§ DOKUMENTTEXT
Raabe, Ferdinand

[788] Raabe, F. Im Jahre 1791 begründete Christian Friedrich Kindler zu Königsberg i. Pr. ein Antiquariat, das sich in kurzer Zeit sehr ausdehnte. Kindler besaß ein bedeutendes Lager und »hat sich – wie Ferd. Raabe, sein Nachfolger, in der Vorrede zum ersten Katalog schreibt – in unserer Stadt das Verdienst erworben, zuerst eine geordnete Büchersammlung aufzustellen und dieselbe nach und nach durch gedruckte Verzeichnisse bekannt zu machen; daß er dadurch der Gelehrsamkeit nützlich und der Verbreitung allgemeiner Bildung durch erleichterten Ankauf literarischer Werke beförderlich gewesen, wird durch das Andenken an ihn von gelehrten und geachteten Personen bestätigt«.

Kindler, dessen Familie aus Thüringen stammte, war 1760 geboren. Nach seinem 1813 erfolgten Tode – seine Frau war ihm acht Tage später in den Tod nachgefolgt – wurde das Geschäft zum[788] Verkauf gestellt und im Oktober 1814 von Ferdinand Raabe erworben.

§ AUFGABE 1
Beantworte anhand des Textes über Ferdinand Raabe die folgenden Fragen:
(a) In welchem Jahr gründete Christian Friedrich Kindler sein Antiquariat in Königsberg?
(b) Aus welcher Gegend stammte Kindlers Familie?
(c) Wann erwarb Ferdinand Raabe das Geschäft?
Der Text und die Zeilen sind voneinander unabhängiges Material.

§ DATENEINTRÄGE
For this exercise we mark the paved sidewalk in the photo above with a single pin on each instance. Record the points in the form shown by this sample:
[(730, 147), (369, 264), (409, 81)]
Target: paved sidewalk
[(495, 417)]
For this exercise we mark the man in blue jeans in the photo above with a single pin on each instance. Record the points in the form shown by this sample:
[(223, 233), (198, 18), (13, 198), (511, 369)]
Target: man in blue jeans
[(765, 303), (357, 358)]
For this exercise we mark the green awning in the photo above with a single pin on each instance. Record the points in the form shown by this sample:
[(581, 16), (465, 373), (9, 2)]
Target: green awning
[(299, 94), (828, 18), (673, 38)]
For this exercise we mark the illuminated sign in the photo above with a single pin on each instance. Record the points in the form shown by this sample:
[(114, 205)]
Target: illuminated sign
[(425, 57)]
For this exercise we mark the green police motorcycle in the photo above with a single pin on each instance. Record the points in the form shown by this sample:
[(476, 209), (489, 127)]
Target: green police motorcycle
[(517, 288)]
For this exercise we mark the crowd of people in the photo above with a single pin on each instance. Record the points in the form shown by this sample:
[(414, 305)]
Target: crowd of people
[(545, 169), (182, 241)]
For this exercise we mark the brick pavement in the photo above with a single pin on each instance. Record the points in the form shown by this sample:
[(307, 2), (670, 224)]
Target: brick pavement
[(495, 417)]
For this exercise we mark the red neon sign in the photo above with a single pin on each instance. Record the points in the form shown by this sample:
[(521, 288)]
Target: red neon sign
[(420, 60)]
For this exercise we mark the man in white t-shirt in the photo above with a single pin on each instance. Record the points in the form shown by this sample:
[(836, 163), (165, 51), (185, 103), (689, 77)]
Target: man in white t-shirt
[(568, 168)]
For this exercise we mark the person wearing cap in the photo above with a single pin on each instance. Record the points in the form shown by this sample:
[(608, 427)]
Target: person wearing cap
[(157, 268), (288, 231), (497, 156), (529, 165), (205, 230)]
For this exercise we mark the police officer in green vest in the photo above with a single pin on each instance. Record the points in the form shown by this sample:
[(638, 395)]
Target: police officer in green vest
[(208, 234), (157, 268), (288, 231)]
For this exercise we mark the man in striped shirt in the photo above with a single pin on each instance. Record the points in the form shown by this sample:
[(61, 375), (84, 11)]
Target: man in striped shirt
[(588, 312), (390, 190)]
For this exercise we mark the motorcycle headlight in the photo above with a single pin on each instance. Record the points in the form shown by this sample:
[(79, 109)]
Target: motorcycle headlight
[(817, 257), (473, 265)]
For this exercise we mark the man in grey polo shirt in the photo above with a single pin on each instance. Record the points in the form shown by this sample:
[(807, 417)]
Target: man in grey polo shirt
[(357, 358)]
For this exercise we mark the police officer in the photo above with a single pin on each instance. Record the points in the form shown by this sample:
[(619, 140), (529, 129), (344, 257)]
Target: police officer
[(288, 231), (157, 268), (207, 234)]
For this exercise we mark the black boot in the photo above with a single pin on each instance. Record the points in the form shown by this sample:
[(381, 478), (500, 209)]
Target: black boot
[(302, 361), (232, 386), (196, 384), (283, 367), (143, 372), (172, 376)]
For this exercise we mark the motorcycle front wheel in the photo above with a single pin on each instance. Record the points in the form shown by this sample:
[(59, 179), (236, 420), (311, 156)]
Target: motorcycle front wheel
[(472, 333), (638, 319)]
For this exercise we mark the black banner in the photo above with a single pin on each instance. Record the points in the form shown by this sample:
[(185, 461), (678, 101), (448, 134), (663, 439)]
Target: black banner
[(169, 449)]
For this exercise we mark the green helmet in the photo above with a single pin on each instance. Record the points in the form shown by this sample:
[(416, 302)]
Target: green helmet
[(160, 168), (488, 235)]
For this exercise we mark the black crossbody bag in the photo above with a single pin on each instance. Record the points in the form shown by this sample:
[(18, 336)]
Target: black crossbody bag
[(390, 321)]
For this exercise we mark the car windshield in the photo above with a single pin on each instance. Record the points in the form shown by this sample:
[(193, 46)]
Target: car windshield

§ AUFGABE 2
Finde jede Zeile in den Zeilen oben, die das Wort „police“ enthält, und schreibe sie unverändert ab. Groß- und Kleinschreibung ist dabei zu beachten.

§ ANTWORT 1
(a) Im Jahr 1791.
(b) Aus Thüringen.
(c) Im Oktober 1814.

§ ANTWORT 2
For this exercise we mark the green police motorcycle in the photo above with a single pin on each instance. Record the points in the form shown by this sample:
Target: green police motorcycle
For this exercise we mark the police officer in green vest in the photo above with a single pin on each instance. Record the points in the form shown by this sample:
Target: police officer in green vest
For this exercise we mark the police officer in the photo above with a single pin on each instance. Record the points in the form shown by this sample:
Target: police officer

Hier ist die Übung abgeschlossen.